▶ 书面要求:
请将以下全部材料逐行照原样抄录，答案中不得包含图片。

┌─ 所给材料

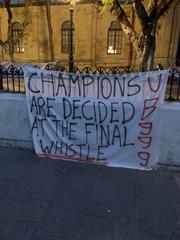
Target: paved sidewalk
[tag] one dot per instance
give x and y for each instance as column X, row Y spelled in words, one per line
column 46, row 199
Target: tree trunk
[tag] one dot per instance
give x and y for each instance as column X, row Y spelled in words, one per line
column 150, row 62
column 10, row 33
column 48, row 13
column 147, row 58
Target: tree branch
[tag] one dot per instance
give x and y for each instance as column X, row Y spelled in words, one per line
column 119, row 12
column 142, row 14
column 151, row 5
column 134, row 37
column 163, row 6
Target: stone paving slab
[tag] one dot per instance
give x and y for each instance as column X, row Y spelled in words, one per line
column 48, row 199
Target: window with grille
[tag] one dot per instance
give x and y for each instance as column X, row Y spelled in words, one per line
column 17, row 34
column 114, row 43
column 65, row 37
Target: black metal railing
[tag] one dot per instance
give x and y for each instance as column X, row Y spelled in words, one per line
column 12, row 77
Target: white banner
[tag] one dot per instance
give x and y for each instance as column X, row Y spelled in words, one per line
column 112, row 120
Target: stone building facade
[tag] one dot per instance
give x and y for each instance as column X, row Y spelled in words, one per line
column 97, row 39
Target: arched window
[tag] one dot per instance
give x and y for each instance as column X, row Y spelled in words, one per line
column 114, row 44
column 17, row 34
column 65, row 36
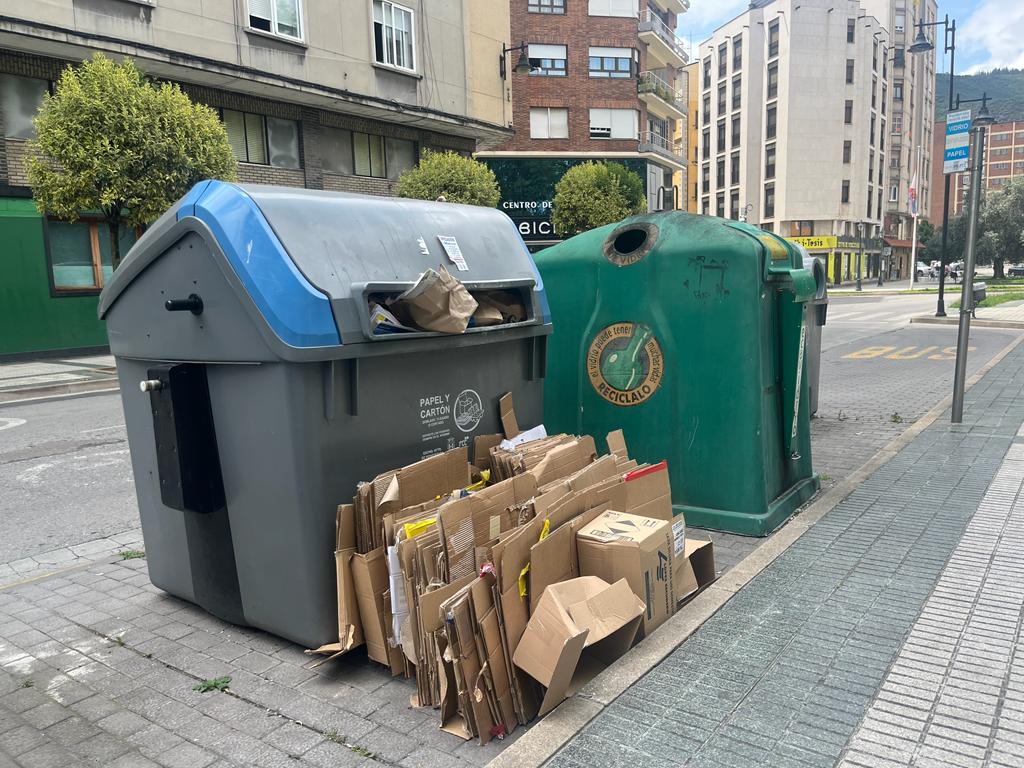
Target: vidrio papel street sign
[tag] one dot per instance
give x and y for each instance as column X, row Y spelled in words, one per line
column 957, row 127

└─

▶ 预期答案:
Target: paved sidewalk
[tag] one dot per instance
give x and y for each instance as column X, row Y spelled in words, one per line
column 46, row 199
Target: tree trunk
[tag] one dot per instance
give x and y for each instance as column X, row Y spelled in words, one per line
column 150, row 62
column 10, row 33
column 48, row 13
column 147, row 58
Target: tree branch
[tag] one dot per instance
give x and y for each instance as column X, row Y spelled in words, one per line
column 119, row 12
column 142, row 14
column 151, row 5
column 134, row 37
column 163, row 6
Target: stone paving slab
[tag] one dot per instance
give x and y for each instance as column X, row Y spelled in words, one per line
column 48, row 199
Target: window with grille
[tag] one dot per instance
give x and y for each instance as column X, row Y spelled in words, one per line
column 17, row 34
column 114, row 43
column 65, row 37
Target: black metal railing
[tag] one dot per instance
give x and y for each instance as column X, row Y spelled in words, one per line
column 12, row 77
Target: white banner
[tag] one dot per instance
give x and y for each instance as column X, row Y spelled in words, one per line
column 112, row 120
Target: stone building facade
[tag] one dot per instance
give x and y for each instance as column X, row Y spelled in words, one per line
column 97, row 39
Target: arched window
[tag] one dot per instance
give x and y for each instance as column X, row Y spelled in words, one per line
column 114, row 44
column 17, row 34
column 65, row 36
Target: vidrio papel street sign
[tag] one dot per instance
give x and y for each instance as column X, row Y spelled in words, one per line
column 957, row 127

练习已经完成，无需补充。